WHAT IS NEEDED
Rewrite the lines below as a numbered list, leaving out any blank lines.

DATA SUPPLIED
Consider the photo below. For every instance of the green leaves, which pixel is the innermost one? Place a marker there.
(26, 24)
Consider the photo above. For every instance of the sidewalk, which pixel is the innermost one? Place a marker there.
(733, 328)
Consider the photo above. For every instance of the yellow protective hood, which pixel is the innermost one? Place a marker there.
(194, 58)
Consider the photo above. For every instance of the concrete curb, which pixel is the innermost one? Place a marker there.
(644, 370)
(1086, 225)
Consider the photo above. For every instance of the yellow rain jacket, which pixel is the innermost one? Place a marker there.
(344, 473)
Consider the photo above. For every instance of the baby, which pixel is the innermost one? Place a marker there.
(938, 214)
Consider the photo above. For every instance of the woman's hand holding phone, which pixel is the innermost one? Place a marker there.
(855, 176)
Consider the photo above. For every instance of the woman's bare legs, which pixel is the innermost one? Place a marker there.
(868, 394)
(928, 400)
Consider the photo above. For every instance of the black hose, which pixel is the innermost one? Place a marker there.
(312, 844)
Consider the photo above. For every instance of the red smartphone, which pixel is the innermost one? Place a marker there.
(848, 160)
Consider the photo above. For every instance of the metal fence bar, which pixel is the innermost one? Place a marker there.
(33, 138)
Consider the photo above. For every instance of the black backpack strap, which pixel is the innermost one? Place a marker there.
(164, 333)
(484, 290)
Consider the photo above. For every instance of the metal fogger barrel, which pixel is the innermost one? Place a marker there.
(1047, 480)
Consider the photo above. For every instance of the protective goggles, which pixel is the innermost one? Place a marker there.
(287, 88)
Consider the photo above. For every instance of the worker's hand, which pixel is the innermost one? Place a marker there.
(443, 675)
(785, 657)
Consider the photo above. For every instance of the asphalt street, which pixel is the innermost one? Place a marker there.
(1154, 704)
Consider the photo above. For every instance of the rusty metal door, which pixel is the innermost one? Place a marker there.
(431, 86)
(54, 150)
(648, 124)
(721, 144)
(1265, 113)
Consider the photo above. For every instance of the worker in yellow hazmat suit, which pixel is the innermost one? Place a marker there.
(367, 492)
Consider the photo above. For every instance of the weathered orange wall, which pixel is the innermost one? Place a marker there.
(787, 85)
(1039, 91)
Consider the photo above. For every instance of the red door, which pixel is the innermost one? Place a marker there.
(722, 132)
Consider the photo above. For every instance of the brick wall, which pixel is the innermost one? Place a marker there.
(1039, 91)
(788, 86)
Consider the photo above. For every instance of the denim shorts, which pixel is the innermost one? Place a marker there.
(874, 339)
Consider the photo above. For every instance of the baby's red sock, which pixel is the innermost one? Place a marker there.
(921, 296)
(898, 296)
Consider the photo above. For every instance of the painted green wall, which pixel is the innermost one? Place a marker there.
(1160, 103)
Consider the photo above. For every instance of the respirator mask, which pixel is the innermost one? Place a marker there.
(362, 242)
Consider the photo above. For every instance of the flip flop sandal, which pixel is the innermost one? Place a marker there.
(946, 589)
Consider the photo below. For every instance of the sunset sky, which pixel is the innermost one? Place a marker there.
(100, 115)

EXERCISE SOLUTION
1. Consider the photo below. For every instance of the green leaves, which pixel is the innermost one? Place a marker there.
2. (26, 24)
3. Consider the photo above. For every instance of the sidewalk, which pixel is the innermost one? Place a marker there.
4. (733, 328)
5. Consider the photo above. For every instance of the yellow protective hood, which pixel is the innermost one? Place a marker there.
6. (194, 58)
7. Consider the photo above. For every instance of the concrete curb, which pixel is the innermost one? Place a marker there.
8. (644, 370)
9. (1086, 225)
10. Consider the photo above. For every instance of the yellow rain jacket, which pixel is the innermost one? Place a marker there.
11. (344, 473)
12. Consider the photo above. For every instance of the baby, which pixel is the innermost one? Place a marker there.
13. (938, 214)
14. Consider the photo above. For every instance of the woman's hand holding phone, which pixel is the innermost one? Place a marker there.
15. (855, 176)
16. Consider the photo above. For every instance of the woman's bare legs, which pixel is the innermost one? Place a marker there.
17. (868, 394)
18. (928, 400)
19. Consider the photo above. For every instance of the black hose, which pixel is the innermost one? Place a marker there.
20. (312, 844)
21. Consider the photo above. For every instance of the red smartphone, which pixel is the innermost one? Place a marker there.
22. (848, 160)
23. Consider the photo above. For every instance of the metal fence bar, which pixel is the innermost one? Place a marker there.
24. (33, 138)
25. Consider the photo above. For every instance of the black backpack strap, which pixel is the innermost one? Place a marker there.
26. (164, 333)
27. (484, 290)
28. Consider the photo above. For every instance of the metal fogger barrel, which pixel is the innermost one? Place a marker there.
29. (1047, 480)
30. Consider the photo above. For every instance of the protective goggles, which pixel is the innermost one? Place a marker there.
31. (287, 88)
32. Consider the photo above. For every instance of the worker's hand, which pixel is the innermost one? Place a marker there.
33. (443, 675)
34. (785, 657)
35. Consider the photo above. For every instance of the asphalt street, which pixel is the innermost one? Place a marker there.
36. (1154, 704)
37. Consider the photo above. For every instance of the rusty metal door, which pixel is the innermost one? Place a marker there.
38. (431, 86)
39. (54, 150)
40. (648, 124)
41. (721, 144)
42. (1265, 113)
43. Consider the photo above. For every instance of the worker in yellow hazmat suit, which pixel is the innermost one? Place a marker there.
44. (367, 492)
45. Consider the photo above. For every instance of the weathered orange wall, which pixel is the innermost one? Place a marker there.
46. (787, 85)
47. (1039, 91)
48. Consider the photo above. For every instance of the red door, which pixel is the innermost one? Place a marker there.
49. (722, 132)
50. Consider the photo above. For every instance of the brick wall, which pixel is the innermost one? Place a marker there.
51. (1039, 91)
52. (788, 86)
53. Consider the photo above. For every instance of the denim shorts, which pixel is the innermost one? Place a marker there.
54. (874, 339)
55. Consider the photo above. For every instance of the baby's red sock, which pixel is the innermost one? Place a marker there.
56. (921, 296)
57. (898, 296)
58. Consider the photo above. For every instance of the painted green wall, which pixel is the innermost one? Place a marker there.
59. (1160, 103)
60. Consider the photo above. For every instance of the respirator mask, which pixel is the innermost one? Place a marker there.
61. (362, 242)
62. Consider the photo above. For every instance of the flip flop sandal, which pixel is the innermost one? Place a marker there.
63. (946, 589)
64. Consider the photo below. For every instance of the sunset sky, which pixel is the innermost one? Place a marker there.
65. (100, 115)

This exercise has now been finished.